START Source passage
Topic is Sleeping.
hurtandhurting (original poster new member #79036) posted at 2:03 PM on Tuesday, June 29th, 2021
Hello everyone,
Thank you for sharing so openly and being understanding with one another. It's been comforting for me. I am 3-weeks or so post DDay as a W partner (not yet married), we're both in our mid-20s. After several months of online sex work that I absolutely did not enjoy, but that I knowingly did not get consent from my partner to do.
I shared with him, have cut contact with all of the people and platforms I was spending time with, got a new traditional job, and am looking to be in therapy again.
I'm absolutely crushed that I did this to him. Our relationship is a little less than 2 years old. All I think about every day is how I can help to make this better for him and how I can possibly atone for myself.
I've always been more of the messed up one in our relationship- he's pretty healthy and happy, meanwhile I've had my issues with substance abuse, eating disorders, depression and attempts, and now SLAA. I've always wondered and even asked him if it would be easier to be with someone "normal". Now I think that is completely true.
I feel like I owe him so, so much to even begin to make up for what I've done to him, and I plan on doing that, if he lets me. I don't even expect to be in a relationship anymore, but if he still needs me there to process, do the work, and hold myself accountable to him, I'll do it for as long as he needs.
I'm studying to be in a helping profession, where I will care for others and counsel them, and I can't believe the way I've just harmed someone. It scares and disgusts me. I've never known myself to be capable of serious harm like this.
END Source passage
START Input data
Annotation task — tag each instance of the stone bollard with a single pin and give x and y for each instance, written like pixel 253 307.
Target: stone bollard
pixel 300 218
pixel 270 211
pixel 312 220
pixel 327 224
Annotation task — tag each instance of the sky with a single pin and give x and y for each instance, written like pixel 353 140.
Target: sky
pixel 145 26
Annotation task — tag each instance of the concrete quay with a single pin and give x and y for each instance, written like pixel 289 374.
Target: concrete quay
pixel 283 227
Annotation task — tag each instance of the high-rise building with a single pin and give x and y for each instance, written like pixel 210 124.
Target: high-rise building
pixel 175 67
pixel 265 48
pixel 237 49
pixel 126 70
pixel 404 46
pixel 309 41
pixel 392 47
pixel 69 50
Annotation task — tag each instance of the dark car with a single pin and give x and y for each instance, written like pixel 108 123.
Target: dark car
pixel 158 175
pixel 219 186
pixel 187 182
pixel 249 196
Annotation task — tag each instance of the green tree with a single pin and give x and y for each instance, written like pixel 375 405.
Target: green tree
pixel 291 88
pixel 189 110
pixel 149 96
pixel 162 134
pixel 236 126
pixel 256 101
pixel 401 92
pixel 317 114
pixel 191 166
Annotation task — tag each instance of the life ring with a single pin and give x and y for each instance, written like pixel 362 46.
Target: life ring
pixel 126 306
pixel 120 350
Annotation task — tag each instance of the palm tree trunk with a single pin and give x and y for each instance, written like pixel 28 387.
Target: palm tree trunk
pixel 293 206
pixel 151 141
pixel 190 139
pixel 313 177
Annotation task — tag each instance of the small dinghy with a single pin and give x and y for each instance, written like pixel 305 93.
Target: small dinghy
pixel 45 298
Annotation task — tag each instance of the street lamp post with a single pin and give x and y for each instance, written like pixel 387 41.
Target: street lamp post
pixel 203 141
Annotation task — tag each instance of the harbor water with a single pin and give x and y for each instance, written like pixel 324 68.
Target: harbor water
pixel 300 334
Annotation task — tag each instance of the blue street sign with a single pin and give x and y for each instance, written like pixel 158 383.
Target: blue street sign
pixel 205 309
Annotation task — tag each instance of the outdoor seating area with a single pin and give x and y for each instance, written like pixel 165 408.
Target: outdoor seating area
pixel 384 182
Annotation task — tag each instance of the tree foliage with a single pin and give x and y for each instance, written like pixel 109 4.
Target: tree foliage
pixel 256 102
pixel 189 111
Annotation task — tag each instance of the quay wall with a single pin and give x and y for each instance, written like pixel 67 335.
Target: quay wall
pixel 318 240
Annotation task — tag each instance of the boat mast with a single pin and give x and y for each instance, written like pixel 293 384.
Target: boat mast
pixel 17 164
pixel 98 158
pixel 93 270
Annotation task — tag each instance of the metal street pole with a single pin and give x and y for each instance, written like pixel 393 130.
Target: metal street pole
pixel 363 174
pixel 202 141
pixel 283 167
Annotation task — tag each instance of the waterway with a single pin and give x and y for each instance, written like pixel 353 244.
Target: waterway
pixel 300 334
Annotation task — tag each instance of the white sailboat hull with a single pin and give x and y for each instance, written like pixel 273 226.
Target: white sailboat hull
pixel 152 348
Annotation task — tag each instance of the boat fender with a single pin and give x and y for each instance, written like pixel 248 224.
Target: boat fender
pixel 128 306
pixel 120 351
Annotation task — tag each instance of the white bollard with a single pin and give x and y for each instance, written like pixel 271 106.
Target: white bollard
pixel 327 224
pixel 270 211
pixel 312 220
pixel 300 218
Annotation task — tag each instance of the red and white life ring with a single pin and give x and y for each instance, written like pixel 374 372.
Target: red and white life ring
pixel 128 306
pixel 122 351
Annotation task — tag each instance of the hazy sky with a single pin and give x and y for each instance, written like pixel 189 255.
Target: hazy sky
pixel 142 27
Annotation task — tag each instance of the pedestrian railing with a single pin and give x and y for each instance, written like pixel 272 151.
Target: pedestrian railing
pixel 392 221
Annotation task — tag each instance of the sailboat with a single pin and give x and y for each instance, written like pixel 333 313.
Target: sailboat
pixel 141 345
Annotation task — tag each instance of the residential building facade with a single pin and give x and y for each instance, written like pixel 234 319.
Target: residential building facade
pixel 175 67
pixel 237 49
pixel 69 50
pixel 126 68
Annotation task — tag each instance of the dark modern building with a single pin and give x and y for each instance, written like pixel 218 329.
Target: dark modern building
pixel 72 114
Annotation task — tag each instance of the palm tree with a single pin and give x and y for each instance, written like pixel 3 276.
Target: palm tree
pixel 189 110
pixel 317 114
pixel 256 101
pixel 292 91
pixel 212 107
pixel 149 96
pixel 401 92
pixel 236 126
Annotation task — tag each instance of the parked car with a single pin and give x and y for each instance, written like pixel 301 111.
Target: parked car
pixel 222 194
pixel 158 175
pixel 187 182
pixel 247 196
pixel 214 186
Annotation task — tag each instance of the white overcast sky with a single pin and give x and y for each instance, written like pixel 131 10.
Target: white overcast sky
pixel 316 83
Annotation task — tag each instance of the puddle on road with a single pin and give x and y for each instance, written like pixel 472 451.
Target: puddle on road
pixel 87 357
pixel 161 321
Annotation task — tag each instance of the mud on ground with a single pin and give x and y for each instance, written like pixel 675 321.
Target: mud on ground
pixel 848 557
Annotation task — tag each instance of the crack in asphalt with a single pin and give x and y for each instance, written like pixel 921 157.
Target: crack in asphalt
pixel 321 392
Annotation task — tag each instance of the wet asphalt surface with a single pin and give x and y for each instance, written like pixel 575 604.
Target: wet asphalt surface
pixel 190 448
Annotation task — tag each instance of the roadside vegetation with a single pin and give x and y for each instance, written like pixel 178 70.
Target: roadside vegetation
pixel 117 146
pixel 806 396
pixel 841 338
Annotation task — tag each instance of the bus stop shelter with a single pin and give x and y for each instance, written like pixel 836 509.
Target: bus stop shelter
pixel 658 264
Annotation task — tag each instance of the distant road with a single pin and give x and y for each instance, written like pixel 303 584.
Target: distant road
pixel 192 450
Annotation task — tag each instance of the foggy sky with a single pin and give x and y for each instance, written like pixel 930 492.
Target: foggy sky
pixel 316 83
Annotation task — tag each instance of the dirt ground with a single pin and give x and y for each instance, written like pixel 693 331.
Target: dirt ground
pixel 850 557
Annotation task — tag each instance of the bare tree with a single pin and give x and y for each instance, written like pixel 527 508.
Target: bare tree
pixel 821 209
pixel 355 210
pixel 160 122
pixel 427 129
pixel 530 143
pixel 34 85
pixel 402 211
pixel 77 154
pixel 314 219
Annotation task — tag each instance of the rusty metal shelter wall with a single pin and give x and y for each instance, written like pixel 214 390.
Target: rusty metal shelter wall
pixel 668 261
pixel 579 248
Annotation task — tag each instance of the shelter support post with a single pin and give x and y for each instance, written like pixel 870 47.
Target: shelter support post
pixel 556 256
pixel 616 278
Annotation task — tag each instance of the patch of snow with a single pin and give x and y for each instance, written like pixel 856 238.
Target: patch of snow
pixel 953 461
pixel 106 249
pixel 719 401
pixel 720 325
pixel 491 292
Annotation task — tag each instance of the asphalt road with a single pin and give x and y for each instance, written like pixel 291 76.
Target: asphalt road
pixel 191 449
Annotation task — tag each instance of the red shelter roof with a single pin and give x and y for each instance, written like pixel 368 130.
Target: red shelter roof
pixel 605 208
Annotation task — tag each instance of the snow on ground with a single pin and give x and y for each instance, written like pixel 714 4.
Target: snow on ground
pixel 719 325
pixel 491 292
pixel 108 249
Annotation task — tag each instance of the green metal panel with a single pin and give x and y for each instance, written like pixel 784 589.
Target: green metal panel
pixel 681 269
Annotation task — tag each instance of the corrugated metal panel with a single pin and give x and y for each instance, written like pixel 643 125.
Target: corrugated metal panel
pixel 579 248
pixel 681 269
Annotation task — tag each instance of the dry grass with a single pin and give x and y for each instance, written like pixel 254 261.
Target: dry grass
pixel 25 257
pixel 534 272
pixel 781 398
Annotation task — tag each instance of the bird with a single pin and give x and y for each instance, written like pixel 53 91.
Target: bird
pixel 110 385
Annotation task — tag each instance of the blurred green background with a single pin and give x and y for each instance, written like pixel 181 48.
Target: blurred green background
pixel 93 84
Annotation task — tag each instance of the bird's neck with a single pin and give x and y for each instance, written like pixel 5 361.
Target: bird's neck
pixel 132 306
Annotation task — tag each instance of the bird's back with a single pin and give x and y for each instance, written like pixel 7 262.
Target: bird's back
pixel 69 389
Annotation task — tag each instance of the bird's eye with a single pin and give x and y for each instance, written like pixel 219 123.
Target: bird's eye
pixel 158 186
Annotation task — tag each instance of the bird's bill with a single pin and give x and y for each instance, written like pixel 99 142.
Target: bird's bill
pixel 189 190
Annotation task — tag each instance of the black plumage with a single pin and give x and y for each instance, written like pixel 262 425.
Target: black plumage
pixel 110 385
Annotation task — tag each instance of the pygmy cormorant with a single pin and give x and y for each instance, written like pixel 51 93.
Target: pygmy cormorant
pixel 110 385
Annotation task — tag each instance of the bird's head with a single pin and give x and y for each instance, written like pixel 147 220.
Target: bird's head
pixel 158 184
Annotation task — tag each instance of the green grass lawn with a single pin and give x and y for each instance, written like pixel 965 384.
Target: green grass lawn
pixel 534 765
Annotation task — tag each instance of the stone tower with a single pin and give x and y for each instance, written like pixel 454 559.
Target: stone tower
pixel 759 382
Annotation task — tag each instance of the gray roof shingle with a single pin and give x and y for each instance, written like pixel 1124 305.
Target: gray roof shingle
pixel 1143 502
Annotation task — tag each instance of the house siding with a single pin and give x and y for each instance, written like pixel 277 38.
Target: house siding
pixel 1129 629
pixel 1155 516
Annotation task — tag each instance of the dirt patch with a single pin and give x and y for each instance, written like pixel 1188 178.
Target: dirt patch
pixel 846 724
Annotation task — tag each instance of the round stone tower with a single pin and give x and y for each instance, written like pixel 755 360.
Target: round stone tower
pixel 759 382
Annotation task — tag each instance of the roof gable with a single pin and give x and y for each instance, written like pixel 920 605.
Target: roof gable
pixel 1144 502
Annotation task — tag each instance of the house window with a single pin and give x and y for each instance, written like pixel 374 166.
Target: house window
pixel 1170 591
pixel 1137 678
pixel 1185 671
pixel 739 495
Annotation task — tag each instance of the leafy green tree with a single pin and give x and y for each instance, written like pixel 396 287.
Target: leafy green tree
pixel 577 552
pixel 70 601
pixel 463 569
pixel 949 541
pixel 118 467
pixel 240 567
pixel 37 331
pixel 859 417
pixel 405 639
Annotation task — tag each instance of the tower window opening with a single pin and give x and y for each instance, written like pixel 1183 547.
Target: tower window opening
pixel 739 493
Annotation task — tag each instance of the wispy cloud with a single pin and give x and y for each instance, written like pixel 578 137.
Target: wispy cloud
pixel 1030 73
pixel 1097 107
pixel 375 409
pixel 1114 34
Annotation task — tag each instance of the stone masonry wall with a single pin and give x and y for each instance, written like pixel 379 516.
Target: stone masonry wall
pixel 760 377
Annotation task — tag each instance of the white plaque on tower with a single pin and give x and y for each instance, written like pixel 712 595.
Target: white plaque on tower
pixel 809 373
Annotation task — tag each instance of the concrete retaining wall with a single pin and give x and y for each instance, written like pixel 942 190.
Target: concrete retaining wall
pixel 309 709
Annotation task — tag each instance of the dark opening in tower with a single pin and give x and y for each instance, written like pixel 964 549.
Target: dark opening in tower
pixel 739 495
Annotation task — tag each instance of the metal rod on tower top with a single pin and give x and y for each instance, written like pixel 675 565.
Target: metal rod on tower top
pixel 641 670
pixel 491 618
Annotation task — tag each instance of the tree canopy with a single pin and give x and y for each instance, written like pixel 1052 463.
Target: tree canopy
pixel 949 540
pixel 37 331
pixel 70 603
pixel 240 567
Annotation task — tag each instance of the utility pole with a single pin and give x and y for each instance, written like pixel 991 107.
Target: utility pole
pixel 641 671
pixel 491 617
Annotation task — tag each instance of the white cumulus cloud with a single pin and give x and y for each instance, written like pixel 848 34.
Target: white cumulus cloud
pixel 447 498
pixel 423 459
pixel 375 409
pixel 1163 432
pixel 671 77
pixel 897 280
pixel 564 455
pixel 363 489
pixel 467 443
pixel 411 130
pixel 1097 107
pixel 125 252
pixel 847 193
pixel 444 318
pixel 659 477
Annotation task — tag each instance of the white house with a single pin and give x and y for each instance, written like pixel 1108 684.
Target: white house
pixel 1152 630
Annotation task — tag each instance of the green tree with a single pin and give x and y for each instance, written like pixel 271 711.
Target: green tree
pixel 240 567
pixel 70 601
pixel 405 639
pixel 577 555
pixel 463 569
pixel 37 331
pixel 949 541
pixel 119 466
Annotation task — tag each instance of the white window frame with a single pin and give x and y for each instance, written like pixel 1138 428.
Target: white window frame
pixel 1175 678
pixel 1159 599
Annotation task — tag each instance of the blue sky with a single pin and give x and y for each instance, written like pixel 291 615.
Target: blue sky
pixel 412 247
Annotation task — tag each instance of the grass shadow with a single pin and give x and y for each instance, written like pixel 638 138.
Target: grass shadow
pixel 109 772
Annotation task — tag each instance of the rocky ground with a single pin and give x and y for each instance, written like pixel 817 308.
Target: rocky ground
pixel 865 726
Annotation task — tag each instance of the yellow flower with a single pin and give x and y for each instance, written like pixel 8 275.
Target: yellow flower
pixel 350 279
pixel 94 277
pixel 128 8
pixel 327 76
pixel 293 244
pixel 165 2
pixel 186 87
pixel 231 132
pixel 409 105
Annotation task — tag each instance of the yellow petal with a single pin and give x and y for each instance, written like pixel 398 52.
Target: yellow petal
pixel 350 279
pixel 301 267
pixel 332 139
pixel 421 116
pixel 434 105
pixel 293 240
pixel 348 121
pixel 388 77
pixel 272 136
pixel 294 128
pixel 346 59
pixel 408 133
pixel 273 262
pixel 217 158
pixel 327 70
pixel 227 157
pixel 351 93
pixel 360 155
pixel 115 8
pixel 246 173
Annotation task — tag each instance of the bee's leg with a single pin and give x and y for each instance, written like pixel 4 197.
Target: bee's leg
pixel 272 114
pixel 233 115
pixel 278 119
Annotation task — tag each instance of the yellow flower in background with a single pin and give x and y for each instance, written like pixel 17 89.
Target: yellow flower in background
END Input data
What to work on:
1) Please reproduce the forum post word for word from "I'm studying to" up to and including "harm like this.".
2) Answer these questions from the forum post:
(a) At what time was the post made?
(b) How long has the relationship lasted?
(c) What kind of profession is the poster studying for?
3) List every issue the forum post names as one the poster has had.

Exercise results:
1)
I'm studying to be in a helping profession, where I will care for others and counsel them, and I can't believe the way I've just harmed someone. It scares and disgusts me. I've never known myself to be capable of serious harm like this.

2)
(a) 2:03 PM
(b) A little less than 2 years
(c) A helping profession

3)
substance abuse
eating disorders
depression and attempts
SLAA